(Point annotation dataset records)
= = =

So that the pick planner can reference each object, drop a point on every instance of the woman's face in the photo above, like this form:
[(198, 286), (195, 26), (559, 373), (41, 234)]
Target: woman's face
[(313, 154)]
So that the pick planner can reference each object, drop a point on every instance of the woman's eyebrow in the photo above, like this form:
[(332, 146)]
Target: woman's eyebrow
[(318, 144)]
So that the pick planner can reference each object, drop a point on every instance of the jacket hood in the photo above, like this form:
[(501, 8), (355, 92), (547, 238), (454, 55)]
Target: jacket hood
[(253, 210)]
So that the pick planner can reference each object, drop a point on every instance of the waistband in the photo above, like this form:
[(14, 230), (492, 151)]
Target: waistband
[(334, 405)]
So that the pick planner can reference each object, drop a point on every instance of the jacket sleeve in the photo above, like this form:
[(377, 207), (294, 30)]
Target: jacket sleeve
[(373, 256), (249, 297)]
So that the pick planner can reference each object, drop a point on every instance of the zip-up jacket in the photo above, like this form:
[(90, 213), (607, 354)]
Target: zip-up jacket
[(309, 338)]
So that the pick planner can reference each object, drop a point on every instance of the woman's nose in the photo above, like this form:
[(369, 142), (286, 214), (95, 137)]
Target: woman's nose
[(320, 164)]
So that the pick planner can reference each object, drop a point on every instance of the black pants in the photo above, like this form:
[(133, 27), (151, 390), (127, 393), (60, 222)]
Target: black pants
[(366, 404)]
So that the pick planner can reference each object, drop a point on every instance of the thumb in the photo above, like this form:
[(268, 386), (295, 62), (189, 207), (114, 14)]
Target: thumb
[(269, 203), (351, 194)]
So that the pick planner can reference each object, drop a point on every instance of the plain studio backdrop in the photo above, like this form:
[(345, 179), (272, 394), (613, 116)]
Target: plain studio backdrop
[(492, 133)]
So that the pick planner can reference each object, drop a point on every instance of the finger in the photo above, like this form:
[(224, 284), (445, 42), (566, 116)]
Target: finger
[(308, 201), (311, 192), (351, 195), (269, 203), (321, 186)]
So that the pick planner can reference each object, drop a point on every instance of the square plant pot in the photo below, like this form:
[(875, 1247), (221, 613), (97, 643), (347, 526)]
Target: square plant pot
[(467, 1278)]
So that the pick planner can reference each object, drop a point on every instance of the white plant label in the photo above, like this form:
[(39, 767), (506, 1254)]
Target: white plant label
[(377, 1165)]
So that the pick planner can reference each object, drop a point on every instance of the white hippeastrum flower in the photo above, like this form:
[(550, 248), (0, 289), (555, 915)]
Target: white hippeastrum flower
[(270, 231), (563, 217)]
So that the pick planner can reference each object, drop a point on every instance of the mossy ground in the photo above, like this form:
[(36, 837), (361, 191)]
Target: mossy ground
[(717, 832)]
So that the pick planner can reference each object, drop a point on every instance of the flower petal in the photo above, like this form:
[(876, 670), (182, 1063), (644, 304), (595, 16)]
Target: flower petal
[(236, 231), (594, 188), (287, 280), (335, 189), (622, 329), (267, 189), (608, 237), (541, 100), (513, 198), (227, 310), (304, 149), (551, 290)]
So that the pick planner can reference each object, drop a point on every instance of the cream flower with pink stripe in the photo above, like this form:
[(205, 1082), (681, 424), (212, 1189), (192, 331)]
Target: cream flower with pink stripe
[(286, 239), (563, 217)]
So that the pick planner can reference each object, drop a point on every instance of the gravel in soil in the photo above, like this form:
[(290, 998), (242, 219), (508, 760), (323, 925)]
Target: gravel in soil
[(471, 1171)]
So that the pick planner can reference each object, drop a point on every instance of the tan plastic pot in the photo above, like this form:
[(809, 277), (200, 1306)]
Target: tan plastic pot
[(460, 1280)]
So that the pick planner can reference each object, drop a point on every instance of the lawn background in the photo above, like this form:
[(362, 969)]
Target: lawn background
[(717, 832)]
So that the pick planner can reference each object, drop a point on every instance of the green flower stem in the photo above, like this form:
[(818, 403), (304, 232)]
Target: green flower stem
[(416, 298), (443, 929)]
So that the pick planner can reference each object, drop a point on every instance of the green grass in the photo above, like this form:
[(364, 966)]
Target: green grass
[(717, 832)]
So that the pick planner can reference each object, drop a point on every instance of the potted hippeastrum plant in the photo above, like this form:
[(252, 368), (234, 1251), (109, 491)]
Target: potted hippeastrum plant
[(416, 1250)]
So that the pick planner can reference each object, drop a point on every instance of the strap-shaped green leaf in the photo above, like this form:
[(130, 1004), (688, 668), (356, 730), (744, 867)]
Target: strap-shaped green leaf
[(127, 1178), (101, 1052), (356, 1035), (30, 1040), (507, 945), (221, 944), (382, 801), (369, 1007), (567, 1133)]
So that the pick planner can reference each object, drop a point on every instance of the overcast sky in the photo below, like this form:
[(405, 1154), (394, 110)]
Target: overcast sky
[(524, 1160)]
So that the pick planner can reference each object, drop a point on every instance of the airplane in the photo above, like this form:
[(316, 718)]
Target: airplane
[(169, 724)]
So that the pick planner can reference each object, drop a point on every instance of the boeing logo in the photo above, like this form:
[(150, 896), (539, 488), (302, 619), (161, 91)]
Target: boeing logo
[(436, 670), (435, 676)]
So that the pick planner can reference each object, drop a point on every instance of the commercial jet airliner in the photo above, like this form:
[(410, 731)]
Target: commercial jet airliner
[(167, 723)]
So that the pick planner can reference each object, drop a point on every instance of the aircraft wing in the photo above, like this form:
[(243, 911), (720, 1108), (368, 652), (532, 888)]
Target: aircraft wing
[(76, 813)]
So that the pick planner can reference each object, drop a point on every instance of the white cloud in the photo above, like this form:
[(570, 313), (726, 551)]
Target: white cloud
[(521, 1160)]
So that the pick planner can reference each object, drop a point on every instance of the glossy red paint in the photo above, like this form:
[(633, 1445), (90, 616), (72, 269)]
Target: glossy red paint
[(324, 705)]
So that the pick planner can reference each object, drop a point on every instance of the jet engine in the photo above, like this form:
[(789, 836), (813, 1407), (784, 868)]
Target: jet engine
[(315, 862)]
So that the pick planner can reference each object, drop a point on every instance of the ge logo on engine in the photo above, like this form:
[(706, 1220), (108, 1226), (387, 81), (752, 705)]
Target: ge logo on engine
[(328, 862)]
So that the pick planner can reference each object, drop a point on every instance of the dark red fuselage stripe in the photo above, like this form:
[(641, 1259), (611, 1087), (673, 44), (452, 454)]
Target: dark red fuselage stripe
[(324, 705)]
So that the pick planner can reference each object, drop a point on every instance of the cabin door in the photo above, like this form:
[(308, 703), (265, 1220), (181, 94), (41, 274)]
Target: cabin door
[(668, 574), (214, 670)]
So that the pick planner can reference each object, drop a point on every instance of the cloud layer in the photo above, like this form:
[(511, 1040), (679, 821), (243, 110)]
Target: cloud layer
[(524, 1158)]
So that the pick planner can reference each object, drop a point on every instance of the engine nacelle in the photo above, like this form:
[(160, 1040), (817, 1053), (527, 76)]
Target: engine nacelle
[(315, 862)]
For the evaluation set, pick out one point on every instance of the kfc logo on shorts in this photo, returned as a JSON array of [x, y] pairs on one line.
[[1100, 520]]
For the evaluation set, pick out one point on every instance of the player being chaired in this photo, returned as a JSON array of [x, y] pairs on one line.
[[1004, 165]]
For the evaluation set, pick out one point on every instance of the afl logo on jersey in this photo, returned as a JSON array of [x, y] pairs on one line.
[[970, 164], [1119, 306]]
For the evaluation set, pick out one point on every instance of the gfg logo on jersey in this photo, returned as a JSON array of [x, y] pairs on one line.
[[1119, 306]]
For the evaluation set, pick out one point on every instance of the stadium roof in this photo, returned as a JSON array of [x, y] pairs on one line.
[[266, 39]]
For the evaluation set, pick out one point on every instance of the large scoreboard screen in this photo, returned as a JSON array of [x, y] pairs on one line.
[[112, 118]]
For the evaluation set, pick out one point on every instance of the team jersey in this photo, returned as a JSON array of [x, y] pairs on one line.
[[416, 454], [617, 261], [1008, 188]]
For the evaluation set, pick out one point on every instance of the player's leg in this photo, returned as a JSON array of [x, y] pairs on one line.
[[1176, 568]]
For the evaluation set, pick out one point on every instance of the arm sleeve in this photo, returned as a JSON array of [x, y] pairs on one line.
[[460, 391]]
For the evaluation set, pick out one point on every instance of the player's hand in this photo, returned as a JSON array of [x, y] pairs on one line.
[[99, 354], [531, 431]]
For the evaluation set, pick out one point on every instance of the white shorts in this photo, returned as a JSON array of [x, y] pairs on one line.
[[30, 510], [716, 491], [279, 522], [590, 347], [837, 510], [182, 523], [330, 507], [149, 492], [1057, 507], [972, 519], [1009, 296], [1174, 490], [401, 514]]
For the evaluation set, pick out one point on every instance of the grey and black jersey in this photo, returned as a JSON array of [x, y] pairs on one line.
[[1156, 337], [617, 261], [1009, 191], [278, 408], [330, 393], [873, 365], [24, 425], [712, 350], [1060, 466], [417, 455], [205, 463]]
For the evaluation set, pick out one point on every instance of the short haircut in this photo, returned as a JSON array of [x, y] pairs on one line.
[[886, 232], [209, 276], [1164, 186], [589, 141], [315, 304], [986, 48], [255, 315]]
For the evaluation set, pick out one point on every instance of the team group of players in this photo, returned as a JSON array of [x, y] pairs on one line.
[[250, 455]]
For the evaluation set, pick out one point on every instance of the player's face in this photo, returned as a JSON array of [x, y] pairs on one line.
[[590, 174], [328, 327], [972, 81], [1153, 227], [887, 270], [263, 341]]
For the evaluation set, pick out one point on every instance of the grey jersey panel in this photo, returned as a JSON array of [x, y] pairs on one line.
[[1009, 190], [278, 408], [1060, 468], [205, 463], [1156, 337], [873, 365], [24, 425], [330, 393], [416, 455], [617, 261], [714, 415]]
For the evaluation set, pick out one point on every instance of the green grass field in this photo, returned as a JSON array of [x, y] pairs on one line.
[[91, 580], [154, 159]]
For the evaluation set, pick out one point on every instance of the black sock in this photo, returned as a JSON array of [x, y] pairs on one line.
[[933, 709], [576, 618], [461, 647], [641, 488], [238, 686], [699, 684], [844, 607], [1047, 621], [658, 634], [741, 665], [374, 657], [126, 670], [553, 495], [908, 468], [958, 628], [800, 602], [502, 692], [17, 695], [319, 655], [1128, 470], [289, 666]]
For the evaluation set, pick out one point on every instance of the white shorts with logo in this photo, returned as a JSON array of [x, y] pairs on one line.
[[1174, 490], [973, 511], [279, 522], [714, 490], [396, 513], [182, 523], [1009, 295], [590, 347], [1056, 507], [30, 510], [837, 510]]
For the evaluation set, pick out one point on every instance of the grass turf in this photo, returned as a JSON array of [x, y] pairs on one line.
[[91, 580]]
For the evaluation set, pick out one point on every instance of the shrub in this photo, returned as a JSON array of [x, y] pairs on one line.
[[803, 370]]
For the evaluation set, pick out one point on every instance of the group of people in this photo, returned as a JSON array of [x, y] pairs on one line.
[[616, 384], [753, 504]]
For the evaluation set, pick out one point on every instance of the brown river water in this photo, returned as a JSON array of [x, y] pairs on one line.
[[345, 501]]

= = =

§ **What the task asks**:
Reproduce word for word the part of the material that opens with the line containing "the white cloud" and closes with the line containing "[(521, 1160)]", including both of those lines.

§ **Written answer**:
So that the pick planner can reference each object, drop a point on every instance of the white cloud in the photo above, like this form:
[(570, 313), (726, 551)]
Target: white cloud
[(521, 1160)]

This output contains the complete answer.